» AUFTRAG A: Gib den Textauszug zur Übernahme von Schering durch Merck zwischen „Der Pharmaexperte der“ und „und Krebsmitteln bekannt.“, einschließlich, erneut wieder und tausche dabei „Flachbildschirme“ gegen „Fernsehbildschirme“ aus.
» AUFTRAG B: Zähle alle Unternehmen und Organisationen auf, die im Textauszug über Merck und Schering namentlich genannt werden.
» AUFTRAG C: Beantworte anhand des Textauszugs über Merck und Schering, in welchem Geschäft Merck Weltmarktführer ist.

» TEXTAUSZUG:
+++

Durch den Zusammenschluss der beiden Pharmakonzerne entstünde ein globales Pharma- und Chemieunternehmen mit einem Jahresumsatz für 2005 in Höhe von 11,2 Milliarden Euro. Die Merck- Führung betonte in Darmstadt, der kombinierte Umsatz von 5,6 Milliarden Euro im Geschäft mit patentgeschützten Medikamenten werde erhebliche Größenvorteile bringen. Mit 30 Projekten in der klinischen Entwicklung sei das Unternehmen gut für die Zukunft aufgestellt. Zudem gewinne Merck durch Schering ein komplettes Vertriebsnetz in den USA und Japan.

"Es passt nicht wirklich gut zusammen"

Der Pharmaexperte der Landesbank Rheinland-Pfalz, Alexander Groschke, bezweifelte, dass die Übernahme zu einem global bedeutsamen Unternehmen führen könne. Das ist eine Vielzahl unterschiedlicher Geschäftsbereiche, es passt nicht wirklich gut zusammen", sagte er in einem Gespräch mit der Nachrichtenagentur DPA. "Es gibt zwar ein paar Überschneidungen, aber auch damit wird das neue Unternehmen nicht der nationale Champion".

Merck erzielt bisher rund zwei Drittel seines Umsatzes mit seiner Pharma-Branche. Die größten Hoffnungen ruhen hier auf dem Darmkrebsmedikament Erbitux. Weitere Schwerpunkte sind Herz- Kreislauf-Medikamente, Generika sowie Vitamin- und Erkältungspräparate. In seiner Chemiesparte ist Merck beim Geschäft mit Flüssigkristallen für Flachbildschirme Weltmarktführer. Schering ist vor allem als Hersteller von Anti-Baby-Pillen und Krebsmitteln bekannt.

+++

» INHALT DER DATENSÄTZE:
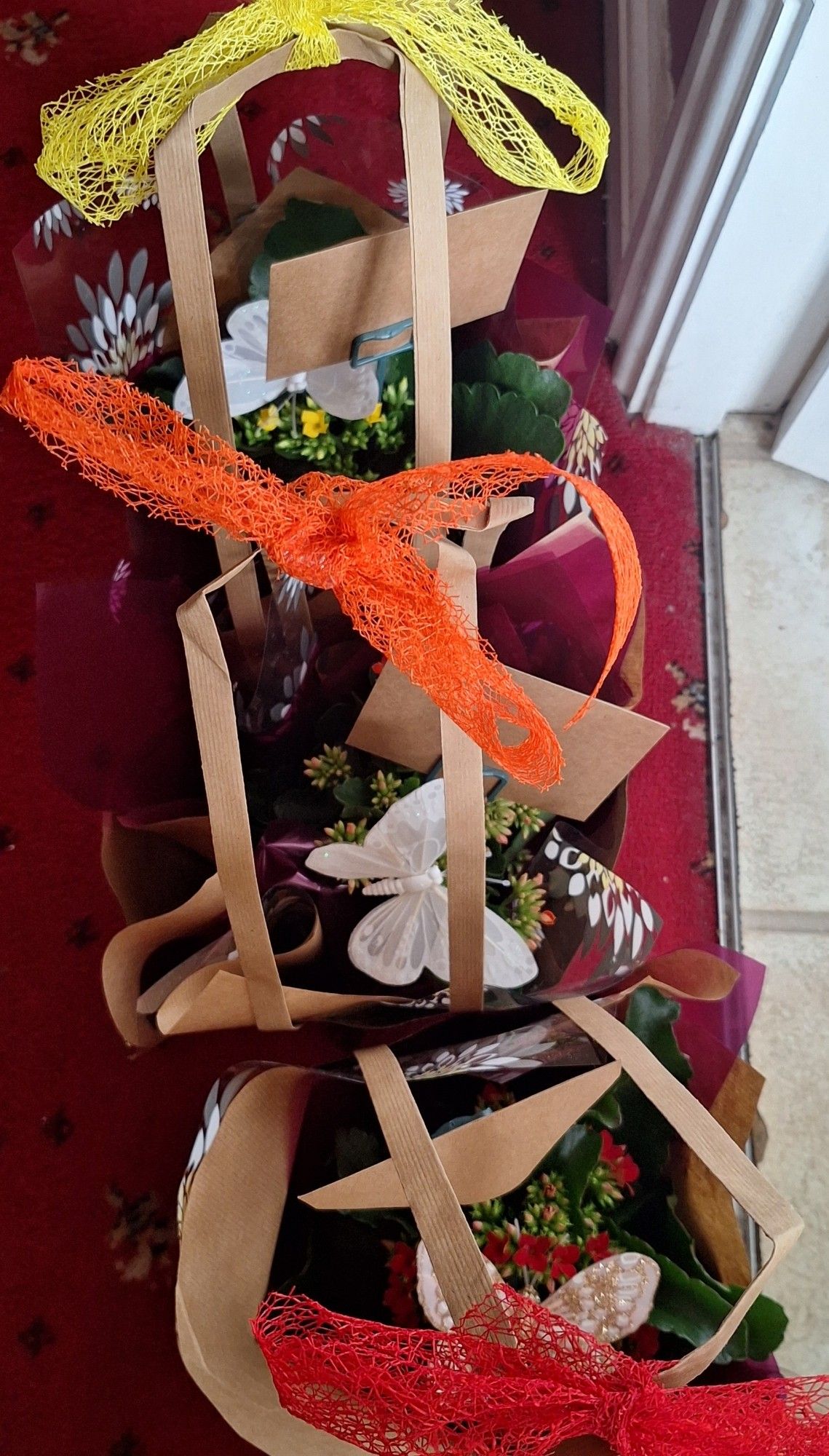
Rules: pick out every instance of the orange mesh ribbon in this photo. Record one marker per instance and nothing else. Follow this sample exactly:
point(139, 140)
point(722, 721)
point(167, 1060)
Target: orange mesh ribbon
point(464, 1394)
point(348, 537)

+++

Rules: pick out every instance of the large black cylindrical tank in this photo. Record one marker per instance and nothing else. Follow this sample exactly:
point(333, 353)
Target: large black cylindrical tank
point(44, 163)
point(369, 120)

+++

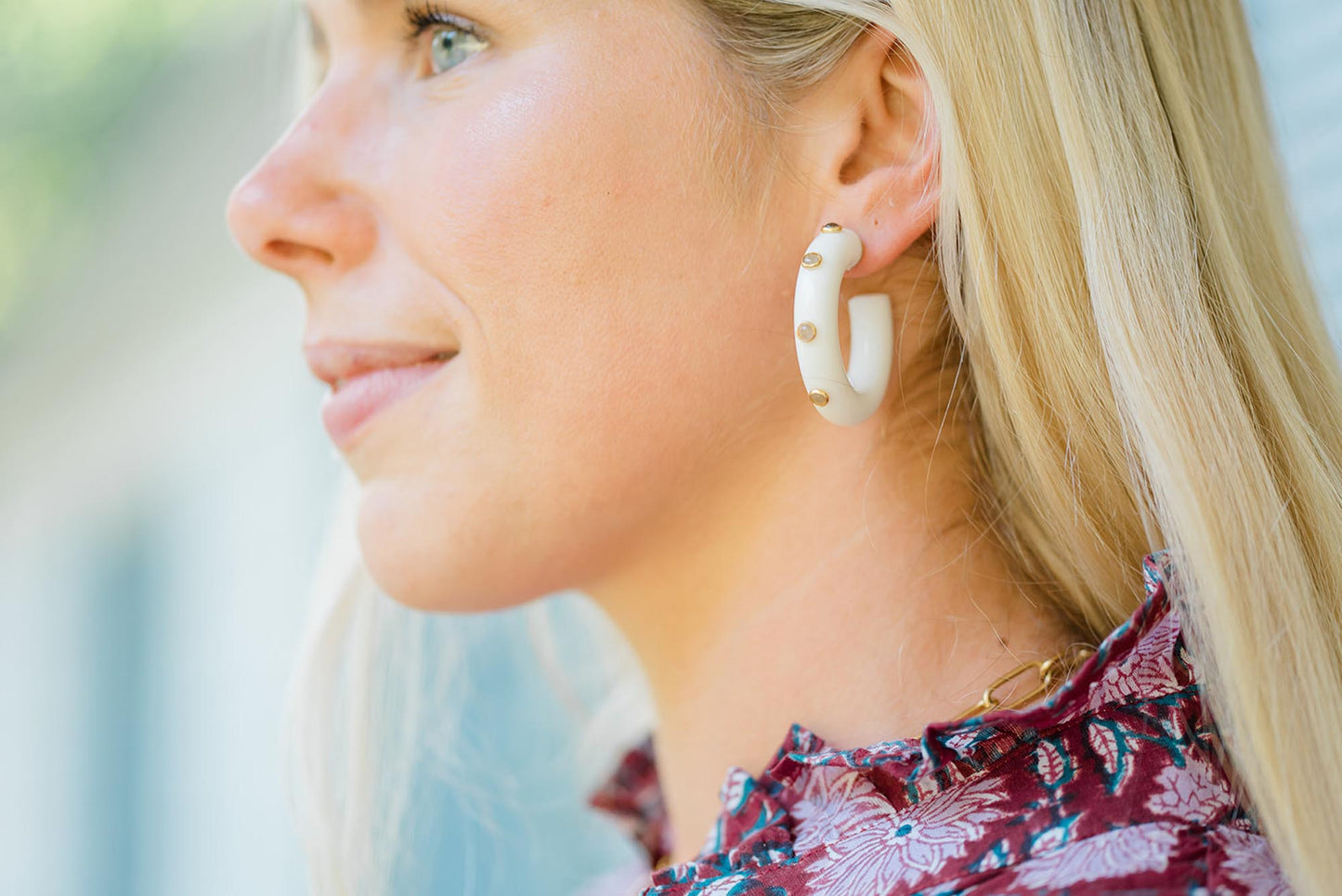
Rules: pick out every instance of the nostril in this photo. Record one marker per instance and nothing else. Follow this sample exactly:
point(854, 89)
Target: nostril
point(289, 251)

+++

» ERGEBNIS A:
Der Pharmaexperte der Landesbank Rheinland-Pfalz, Alexander Groschke, bezweifelte, dass die Übernahme zu einem global bedeutsamen Unternehmen führen könne. Das ist eine Vielzahl unterschiedlicher Geschäftsbereiche, es passt nicht wirklich gut zusammen", sagte er in einem Gespräch mit der Nachrichtenagentur DPA. "Es gibt zwar ein paar Überschneidungen, aber auch damit wird das neue Unternehmen nicht der nationale Champion".

Merck erzielt bisher rund zwei Drittel seines Umsatzes mit seiner Pharma-Branche. Die größten Hoffnungen ruhen hier auf dem Darmkrebsmedikament Erbitux. Weitere Schwerpunkte sind Herz- Kreislauf-Medikamente, Generika sowie Vitamin- und Erkältungspräparate. In seiner Chemiesparte ist Merck beim Geschäft mit Flüssigkristallen für Fernsehbildschirme Weltmarktführer. Schering ist vor allem als Hersteller von Anti-Baby-Pillen und Krebsmitteln bekannt.

» ERGEBNIS B: Merck, Schering, Landesbank Rheinland-Pfalz, Nachrichtenagentur DPA

» ERGEBNIS C: Im Geschäft mit Flüssigkristallen für Flachbildschirme, das zu seiner Chemiesparte gehört.